Data listing:
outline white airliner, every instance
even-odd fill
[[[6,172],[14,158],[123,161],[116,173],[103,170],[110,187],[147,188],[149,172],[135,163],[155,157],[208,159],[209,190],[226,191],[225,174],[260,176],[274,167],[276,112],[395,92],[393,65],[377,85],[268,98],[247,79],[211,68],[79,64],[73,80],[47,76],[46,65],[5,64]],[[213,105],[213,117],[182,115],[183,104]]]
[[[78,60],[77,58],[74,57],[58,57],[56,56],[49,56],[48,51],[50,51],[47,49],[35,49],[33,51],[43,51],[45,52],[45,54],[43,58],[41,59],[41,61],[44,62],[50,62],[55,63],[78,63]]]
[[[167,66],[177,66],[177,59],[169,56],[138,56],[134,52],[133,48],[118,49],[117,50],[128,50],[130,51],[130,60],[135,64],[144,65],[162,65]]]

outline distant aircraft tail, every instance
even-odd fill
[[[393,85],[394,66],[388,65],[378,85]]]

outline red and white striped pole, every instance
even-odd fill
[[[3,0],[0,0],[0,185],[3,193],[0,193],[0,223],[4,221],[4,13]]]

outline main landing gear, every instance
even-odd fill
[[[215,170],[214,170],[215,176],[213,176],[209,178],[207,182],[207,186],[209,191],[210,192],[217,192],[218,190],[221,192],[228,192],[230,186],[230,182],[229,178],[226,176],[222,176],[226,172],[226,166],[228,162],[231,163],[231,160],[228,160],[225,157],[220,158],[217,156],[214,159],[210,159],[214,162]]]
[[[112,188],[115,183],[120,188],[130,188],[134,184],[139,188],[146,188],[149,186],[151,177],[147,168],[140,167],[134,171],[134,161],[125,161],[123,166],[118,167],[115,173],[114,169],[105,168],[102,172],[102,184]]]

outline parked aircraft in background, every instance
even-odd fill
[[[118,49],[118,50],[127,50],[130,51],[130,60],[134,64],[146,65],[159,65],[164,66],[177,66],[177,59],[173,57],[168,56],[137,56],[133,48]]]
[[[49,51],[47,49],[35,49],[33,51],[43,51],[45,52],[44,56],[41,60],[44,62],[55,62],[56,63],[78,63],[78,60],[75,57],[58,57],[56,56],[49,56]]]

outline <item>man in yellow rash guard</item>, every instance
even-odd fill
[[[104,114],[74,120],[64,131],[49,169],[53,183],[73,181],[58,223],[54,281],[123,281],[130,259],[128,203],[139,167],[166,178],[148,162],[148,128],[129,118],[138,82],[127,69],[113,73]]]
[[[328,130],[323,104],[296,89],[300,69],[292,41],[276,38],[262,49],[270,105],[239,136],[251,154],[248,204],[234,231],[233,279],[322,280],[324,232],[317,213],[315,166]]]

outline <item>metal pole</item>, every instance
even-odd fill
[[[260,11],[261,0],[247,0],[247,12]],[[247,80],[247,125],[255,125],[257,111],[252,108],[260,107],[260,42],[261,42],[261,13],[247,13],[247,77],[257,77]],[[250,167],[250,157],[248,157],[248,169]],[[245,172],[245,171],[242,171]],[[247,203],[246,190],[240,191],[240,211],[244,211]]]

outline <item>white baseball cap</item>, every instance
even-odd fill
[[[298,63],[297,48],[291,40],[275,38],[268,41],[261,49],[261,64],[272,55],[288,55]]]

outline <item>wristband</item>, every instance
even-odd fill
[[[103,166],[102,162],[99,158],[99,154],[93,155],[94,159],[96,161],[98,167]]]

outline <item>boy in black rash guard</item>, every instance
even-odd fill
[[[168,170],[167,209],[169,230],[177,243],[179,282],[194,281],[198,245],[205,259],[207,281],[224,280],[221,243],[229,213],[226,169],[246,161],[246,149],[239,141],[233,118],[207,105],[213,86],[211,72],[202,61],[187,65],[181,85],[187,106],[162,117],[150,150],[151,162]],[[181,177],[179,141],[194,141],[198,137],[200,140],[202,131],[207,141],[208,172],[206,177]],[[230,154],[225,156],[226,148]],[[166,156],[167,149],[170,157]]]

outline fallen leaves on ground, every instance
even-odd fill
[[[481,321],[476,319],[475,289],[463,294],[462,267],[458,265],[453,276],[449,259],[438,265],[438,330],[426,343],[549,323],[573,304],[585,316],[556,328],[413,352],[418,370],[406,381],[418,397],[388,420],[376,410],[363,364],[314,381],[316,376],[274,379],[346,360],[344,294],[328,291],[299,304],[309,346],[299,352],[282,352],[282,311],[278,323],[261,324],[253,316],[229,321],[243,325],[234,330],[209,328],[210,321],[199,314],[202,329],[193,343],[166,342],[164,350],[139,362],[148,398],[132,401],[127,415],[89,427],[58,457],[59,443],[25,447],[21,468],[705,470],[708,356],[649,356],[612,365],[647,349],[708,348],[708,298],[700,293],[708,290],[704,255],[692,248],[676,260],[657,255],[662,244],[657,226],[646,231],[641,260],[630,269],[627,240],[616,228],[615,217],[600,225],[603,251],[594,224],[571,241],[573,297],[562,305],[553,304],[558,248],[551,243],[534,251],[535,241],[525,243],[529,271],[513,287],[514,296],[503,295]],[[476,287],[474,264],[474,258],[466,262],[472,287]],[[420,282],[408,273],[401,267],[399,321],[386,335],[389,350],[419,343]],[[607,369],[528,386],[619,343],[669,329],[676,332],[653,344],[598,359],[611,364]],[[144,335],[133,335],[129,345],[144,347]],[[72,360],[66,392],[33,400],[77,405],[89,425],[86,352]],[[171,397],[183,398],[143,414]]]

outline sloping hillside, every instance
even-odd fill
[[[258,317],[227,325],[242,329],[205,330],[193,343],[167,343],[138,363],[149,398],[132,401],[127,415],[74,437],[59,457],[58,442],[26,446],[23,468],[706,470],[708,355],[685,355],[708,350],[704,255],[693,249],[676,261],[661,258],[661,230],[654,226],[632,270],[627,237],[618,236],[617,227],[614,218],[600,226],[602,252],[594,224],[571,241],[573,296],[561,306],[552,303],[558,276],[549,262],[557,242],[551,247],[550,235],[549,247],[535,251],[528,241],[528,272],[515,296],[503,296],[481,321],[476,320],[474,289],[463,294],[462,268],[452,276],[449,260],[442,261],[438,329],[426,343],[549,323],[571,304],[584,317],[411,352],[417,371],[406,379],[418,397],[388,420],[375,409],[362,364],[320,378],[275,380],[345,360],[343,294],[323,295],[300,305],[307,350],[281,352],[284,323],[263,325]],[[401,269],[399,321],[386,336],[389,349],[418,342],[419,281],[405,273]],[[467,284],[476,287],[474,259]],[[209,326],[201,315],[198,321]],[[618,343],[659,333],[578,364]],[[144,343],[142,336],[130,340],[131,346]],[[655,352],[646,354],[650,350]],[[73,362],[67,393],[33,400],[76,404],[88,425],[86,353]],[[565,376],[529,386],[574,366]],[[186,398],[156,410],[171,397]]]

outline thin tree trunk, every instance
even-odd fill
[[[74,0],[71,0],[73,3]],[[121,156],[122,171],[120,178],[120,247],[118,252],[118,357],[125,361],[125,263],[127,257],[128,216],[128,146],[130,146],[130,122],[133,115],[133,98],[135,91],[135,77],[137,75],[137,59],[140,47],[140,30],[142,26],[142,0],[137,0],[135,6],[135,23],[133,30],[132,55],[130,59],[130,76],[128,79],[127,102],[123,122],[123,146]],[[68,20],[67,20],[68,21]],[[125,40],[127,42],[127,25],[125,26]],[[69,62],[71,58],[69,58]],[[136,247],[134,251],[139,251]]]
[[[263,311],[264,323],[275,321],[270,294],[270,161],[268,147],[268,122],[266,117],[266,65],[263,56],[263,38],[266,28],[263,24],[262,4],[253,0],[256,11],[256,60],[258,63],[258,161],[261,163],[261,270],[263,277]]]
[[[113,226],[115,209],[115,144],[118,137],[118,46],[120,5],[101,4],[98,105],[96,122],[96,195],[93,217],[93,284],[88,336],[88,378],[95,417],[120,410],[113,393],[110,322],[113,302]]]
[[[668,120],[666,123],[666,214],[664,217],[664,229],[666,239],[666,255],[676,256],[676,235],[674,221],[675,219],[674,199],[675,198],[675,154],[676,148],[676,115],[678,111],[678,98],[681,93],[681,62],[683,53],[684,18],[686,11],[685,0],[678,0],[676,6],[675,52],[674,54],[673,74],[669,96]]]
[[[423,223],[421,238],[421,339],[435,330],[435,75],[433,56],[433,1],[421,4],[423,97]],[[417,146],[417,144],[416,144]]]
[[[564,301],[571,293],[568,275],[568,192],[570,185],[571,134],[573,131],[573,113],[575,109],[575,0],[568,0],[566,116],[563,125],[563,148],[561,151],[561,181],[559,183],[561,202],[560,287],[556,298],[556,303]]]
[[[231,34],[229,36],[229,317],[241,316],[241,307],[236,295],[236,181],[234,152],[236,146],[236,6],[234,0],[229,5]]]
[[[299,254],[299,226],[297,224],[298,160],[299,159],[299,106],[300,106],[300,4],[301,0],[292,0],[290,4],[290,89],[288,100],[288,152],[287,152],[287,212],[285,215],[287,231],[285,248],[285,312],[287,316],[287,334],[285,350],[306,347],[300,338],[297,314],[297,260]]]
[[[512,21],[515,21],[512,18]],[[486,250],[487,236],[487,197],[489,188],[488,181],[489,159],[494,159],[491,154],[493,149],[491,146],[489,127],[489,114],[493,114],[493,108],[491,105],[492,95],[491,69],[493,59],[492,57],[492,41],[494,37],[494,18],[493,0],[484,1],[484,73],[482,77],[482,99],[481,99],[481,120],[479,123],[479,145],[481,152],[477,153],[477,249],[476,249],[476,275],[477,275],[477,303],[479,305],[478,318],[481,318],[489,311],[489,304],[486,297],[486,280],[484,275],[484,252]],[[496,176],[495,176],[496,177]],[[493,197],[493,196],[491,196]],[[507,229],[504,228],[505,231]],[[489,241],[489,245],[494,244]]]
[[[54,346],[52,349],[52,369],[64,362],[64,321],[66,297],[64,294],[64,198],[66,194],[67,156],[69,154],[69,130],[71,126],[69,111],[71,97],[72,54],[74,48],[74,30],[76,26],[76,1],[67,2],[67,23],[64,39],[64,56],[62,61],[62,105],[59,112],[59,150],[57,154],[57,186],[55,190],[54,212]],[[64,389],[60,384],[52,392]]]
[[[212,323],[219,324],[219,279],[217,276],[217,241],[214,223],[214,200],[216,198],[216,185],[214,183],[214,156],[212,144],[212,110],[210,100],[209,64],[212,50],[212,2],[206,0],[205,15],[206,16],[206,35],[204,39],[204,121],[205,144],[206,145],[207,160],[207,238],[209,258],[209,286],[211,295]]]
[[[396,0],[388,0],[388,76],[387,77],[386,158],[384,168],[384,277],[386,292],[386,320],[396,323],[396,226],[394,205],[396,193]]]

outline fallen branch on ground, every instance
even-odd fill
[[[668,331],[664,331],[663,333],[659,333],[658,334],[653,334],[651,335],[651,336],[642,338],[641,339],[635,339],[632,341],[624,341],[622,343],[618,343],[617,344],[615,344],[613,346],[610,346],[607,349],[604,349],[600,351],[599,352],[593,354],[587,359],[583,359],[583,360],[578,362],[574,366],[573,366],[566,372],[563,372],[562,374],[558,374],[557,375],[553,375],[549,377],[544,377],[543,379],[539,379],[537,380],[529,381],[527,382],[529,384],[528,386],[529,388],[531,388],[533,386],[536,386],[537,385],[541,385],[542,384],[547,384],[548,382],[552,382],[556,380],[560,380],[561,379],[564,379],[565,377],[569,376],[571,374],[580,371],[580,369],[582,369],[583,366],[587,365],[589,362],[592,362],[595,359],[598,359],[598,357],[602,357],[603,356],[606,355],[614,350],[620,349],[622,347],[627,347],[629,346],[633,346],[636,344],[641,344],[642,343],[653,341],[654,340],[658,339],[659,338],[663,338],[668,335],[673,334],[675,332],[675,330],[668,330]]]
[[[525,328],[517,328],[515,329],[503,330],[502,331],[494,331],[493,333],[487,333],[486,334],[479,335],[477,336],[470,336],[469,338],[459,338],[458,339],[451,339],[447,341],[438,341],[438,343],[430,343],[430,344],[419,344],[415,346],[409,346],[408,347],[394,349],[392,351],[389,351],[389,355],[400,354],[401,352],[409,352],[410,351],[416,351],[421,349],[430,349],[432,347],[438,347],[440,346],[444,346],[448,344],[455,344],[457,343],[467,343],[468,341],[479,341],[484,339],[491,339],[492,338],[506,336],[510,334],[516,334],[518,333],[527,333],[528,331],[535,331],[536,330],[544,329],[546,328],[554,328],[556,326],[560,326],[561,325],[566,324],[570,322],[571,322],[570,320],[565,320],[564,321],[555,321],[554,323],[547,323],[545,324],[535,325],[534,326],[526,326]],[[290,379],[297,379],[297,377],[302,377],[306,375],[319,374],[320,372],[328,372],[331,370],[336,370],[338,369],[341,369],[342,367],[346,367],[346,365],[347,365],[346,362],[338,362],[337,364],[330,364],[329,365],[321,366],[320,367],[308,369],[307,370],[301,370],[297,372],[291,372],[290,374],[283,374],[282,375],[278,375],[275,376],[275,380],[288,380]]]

Description of the task: List every line of the rows above that contains the string "guard".

Right answer:
outline <item>man in yellow rash guard</item>, every instance
outline <item>boy in black rash guard</item>, every instance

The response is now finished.